Materials provided ▸
**********
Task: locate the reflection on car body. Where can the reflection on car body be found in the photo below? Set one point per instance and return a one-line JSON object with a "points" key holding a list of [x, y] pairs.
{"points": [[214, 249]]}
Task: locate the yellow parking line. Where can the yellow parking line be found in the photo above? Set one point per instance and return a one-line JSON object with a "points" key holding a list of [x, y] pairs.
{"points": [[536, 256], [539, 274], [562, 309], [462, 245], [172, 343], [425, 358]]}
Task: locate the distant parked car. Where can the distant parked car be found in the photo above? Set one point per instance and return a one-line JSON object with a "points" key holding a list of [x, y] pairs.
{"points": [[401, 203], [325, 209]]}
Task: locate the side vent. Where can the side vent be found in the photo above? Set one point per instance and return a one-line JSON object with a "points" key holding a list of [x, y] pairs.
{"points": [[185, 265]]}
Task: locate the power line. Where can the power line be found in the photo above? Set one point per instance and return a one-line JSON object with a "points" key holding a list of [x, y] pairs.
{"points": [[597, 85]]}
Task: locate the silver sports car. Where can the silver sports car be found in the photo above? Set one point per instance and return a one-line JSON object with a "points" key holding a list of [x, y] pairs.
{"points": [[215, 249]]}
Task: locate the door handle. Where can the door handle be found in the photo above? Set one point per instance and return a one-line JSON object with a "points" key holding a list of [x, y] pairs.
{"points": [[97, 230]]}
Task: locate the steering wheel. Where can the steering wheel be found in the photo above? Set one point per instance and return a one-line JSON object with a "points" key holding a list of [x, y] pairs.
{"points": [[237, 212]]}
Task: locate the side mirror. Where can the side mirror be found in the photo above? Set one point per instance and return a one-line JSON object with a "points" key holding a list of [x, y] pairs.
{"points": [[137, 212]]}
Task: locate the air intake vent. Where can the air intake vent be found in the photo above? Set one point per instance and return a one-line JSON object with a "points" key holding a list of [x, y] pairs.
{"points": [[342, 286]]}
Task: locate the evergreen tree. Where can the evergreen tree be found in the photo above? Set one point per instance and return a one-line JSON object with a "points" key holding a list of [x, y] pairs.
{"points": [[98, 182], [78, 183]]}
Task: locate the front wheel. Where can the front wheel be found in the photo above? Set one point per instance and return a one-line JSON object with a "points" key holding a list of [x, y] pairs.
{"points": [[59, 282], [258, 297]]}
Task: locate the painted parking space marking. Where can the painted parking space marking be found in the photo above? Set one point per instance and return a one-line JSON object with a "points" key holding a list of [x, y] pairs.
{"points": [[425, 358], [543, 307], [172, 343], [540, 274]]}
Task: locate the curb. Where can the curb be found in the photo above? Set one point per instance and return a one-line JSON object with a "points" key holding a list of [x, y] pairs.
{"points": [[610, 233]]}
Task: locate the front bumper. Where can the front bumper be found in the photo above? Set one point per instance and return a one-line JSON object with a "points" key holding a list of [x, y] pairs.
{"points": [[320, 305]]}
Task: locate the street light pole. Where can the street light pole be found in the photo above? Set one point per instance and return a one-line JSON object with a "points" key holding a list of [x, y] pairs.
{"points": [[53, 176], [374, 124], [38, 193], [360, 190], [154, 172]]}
**********
What you should do ▸
Copy every item above word for word, with no changes.

Solution below ▸
Task: locate the reflection on car body. Where can the reflection on car body be found in the photo below? Set one point per instance and return a one-line JSON object with a "points" key holding a list of [x, y] pairs.
{"points": [[214, 249]]}
Task: locate the yellow parking line. Where can the yellow parking line be found in the photo above? Set one point per instance and return a one-line JSON object with a "points" key holding a list of [x, y] pairs.
{"points": [[536, 256], [539, 274], [562, 309], [462, 245], [172, 343], [425, 358]]}
Task: locate the distant parked car. Where can the distant parked car be found in the photo above? Set one point per instance and return a one-line JSON object with a "points" key holding a list of [x, y] pairs.
{"points": [[401, 203], [325, 209]]}
Task: locate the side vent. Where can the side vent be found in the photo above? Set one point per instance and return a one-line JSON object with a "points" key holding a list of [x, y] pairs.
{"points": [[185, 265]]}
Task: locate the power line. Where can the power line be found in the photo above? Set one point per instance and return a one-line JSON object with a "points" key holding a list of [x, y] pairs.
{"points": [[597, 85]]}
Task: locate the silver sports car. Where can the silver sports car be found in the photo above? Set one point per instance and return a one-line JSON object with a "points" key holding a list of [x, y] pairs.
{"points": [[215, 249]]}
Task: locate the door handle. Where can the door handle be found in the photo above? Set one point per instance and return a one-line JSON object with a "points" key holding a list of [x, y] pairs.
{"points": [[97, 230]]}
Task: locate the steering wheel. Where can the steering wheel be found in the photo above? Set one point per instance and return a one-line JSON object with a "points" key holding a list of [x, y] pairs.
{"points": [[237, 212]]}
Task: locate the side mirror. Where can the side mirror be found in the photo above? Set one point per instance and return a one-line JSON object with a "points" key holding a list of [x, y] pairs.
{"points": [[137, 212]]}
Task: locate the air intake vent. Where can the air intake vent be found in the photo above? Set one point per instance and return a one-line JSON object with a "points" key holding a list of [x, y] pairs.
{"points": [[342, 286]]}
Task: locate the evergreen tree. Where can the evergreen tree be found in the photo above? Set one point per instance and return a one-line JSON object with a "points" key holding a list of [x, y] pairs.
{"points": [[98, 182], [78, 183]]}
Task: locate the front wheel. Where can the front wheel be found in the photo above? Set one point per instance and return a one-line JSON object with a "points" key holding a list of [x, y] pairs.
{"points": [[59, 282], [258, 297]]}
Task: locate the painted parking space marking. Where can the painted parking space marking be found in the photo above? Set one point per instance and return a one-line JSON object with a "points" key holding a list of [x, y] pairs.
{"points": [[425, 358], [543, 307], [172, 343], [540, 274]]}
Task: locate the curb. Where can the curb be found in the photo above? Set one point per instance and return a one-line JSON object with a "points" key holding a list of [x, y] pairs.
{"points": [[610, 233]]}
Task: locate the front bumper. Where can the front bumper be found in the photo above? Set one point per instance and return a one-line JSON object with a "points" key holding a list of [x, y] pairs.
{"points": [[320, 305]]}
Task: locate the street light pole. Where can the street light pole be found in the photo above? Set one point per instance and return a one-line JSON object with a "points" key holding a list of [x, y] pairs.
{"points": [[53, 176], [374, 124], [38, 193], [360, 190], [154, 172]]}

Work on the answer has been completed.